Prompt » Repeat all of the data precisely.
BEGIN Data
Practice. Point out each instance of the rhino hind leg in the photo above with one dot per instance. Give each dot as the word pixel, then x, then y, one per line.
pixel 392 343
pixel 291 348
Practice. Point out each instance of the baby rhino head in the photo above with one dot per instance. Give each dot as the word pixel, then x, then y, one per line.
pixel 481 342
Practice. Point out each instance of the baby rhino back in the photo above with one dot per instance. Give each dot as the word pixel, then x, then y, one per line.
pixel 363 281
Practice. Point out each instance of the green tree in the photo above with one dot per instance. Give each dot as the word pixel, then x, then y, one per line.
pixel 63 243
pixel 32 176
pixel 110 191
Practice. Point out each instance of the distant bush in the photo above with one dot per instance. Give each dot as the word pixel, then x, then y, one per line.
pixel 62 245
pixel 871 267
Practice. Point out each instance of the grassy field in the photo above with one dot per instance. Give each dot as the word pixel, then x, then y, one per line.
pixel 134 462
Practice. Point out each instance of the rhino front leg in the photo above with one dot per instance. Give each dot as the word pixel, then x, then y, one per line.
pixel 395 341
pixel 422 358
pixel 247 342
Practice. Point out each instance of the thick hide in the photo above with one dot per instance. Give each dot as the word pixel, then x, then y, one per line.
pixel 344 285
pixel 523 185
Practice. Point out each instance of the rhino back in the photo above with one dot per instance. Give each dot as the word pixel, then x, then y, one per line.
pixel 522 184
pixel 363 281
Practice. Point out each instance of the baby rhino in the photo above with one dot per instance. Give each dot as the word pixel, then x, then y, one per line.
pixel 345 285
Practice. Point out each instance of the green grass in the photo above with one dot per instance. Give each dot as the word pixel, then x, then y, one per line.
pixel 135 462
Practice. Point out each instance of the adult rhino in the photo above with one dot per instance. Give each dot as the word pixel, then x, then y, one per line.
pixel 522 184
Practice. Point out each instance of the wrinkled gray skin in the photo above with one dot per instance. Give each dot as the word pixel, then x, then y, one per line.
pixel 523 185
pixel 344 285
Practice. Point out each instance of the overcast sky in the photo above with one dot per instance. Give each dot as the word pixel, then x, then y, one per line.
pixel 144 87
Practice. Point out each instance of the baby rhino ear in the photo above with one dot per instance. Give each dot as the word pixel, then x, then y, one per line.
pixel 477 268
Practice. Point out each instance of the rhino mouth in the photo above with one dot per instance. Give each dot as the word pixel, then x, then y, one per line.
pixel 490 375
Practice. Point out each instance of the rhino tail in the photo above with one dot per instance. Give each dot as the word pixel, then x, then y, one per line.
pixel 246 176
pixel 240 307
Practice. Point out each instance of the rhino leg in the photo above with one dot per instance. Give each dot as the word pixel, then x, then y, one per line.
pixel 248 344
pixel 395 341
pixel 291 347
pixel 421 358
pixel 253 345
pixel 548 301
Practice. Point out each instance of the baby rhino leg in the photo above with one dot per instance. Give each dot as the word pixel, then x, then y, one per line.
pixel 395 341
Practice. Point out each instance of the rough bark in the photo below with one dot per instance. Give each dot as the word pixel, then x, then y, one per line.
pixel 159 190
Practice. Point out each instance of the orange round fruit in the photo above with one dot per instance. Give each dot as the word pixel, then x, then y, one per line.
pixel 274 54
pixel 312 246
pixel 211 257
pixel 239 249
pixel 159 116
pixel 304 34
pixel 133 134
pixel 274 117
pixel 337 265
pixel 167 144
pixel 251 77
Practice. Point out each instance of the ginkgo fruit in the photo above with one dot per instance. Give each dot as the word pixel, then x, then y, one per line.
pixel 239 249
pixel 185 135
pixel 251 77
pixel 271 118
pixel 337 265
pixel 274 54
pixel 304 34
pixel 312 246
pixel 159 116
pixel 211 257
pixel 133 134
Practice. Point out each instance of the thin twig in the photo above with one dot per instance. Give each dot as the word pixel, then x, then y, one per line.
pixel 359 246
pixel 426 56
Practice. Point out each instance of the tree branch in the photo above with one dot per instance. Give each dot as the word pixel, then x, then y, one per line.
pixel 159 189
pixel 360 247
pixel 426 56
END Data
Exercise result »
Practice. Point out each instance of the rhino hind leg in the photo above with one dot per instance. Give each dot as the word pixel, then x, then y, one per line.
pixel 392 343
pixel 291 348
Practice. Point out each instance of the baby rhino head in the photo above with one dot per instance. Give each dot as the word pixel, then x, then y, one per line.
pixel 481 342
Practice. Point out each instance of the baby rhino back in the photo above with one dot per instance. Give each dot as the word pixel, then x, then y, one per line.
pixel 363 281
Practice. Point out each instance of the green tree in the photo above with one dot per instance. Give each dot as the word pixel, then x, then y, one per line.
pixel 63 243
pixel 32 176
pixel 110 191
Practice. Point out each instance of the distant bush in the photo above with one dot per instance. Give each dot as the word pixel, then x, then y, one per line.
pixel 62 245
pixel 871 267
Practice. Point out each instance of the grassy field in the photo above with one dot per instance. Give each dot as the word pixel, then x, then y, one per line.
pixel 134 462
Practice. Point out each instance of the rhino front leg in the photo above with one dot per instance. Give each dot as the word pixel, then x, then y, one per line.
pixel 395 341
pixel 422 358
pixel 247 342
Practice. Point out each instance of the thick hide in the photo above with one dot per instance. Give each dot as the word pixel, then x, then y, one per line.
pixel 344 285
pixel 523 185
Practice. Point out each instance of the rhino back in the photo above with one dot per instance. Give each dot as the word pixel, then x, then y, one per line.
pixel 522 184
pixel 363 281
Practice. Point out each instance of the baby rhino in the photo above with one dot per instance. Give each dot as the word pixel, then x, then y, one per line.
pixel 345 285
Practice. Point out each instance of the green grass in the photo above with one dot per instance. Give each dot as the word pixel, then x, then y, one per line.
pixel 135 462
Practice. Point out each instance of the adult rhino in the photo above with one dot per instance. Give each dot as the word pixel, then x, then y, one per line.
pixel 522 184
Practice. Point out each instance of the wrinkled gray skin in the photo above with one dot per instance. Give each dot as the word pixel, then x, then y, one per line.
pixel 523 185
pixel 344 285
Practice. Point out each instance of the overcast sky in the photo above with one dot per instance. Give each dot as the word pixel, then x, then y, one per line.
pixel 144 87
Practice. Point out each instance of the baby rhino ear in the photo above with one dot per instance. Give each dot as the word pixel, then x, then y, one per line.
pixel 477 268
Practice. Point out each instance of the rhino mouth in the photo above with one dot per instance. Give each dot as the word pixel, then x, then y, one per line.
pixel 490 375
Practice. Point out each instance of the rhino tail in the photo above with one dot per instance. Give each dot as the word pixel, then x, then y, one per line.
pixel 246 176
pixel 240 307
Practice. Point out each instance of the rhino leg in the photo above with one dot per instance. Give each dot as the word pixel, then x, then y, one per line.
pixel 248 344
pixel 395 341
pixel 291 347
pixel 421 358
pixel 253 345
pixel 548 301
Practice. Point out each instance of the baby rhino leg in the photo above with one dot per instance. Give each dot as the word pixel, then x, then y, one per line.
pixel 395 341
Practice. Point out each instance of the rough bark in the photo below with one dot per instance. Give each dot as the word pixel, then x, then y, one per line.
pixel 159 190
Practice. Point out each instance of the orange round fruit in the photo above with one dot per instance. Give each dot as the word pixel, then x, then y, one per line.
pixel 274 54
pixel 312 246
pixel 211 257
pixel 239 249
pixel 159 116
pixel 304 34
pixel 133 134
pixel 274 117
pixel 337 265
pixel 167 144
pixel 251 77
Practice. Point out each instance of the ginkgo fruit in the photo above with one dot per instance. Give each dot as the word pixel, then x, then y, one per line.
pixel 239 249
pixel 185 135
pixel 251 77
pixel 271 118
pixel 337 265
pixel 274 54
pixel 304 34
pixel 312 246
pixel 159 116
pixel 211 257
pixel 133 134
Practice. Point out each instance of the thin twig in the photo above with one dot per instance. Give each dot as the word pixel, then x, then y, one per line.
pixel 359 246
pixel 426 56
Practice. Point out each instance of the tree branch in the photo above with one dot per instance. Give each dot as the word pixel, then x, then y, one per line.
pixel 159 189
pixel 360 247
pixel 426 56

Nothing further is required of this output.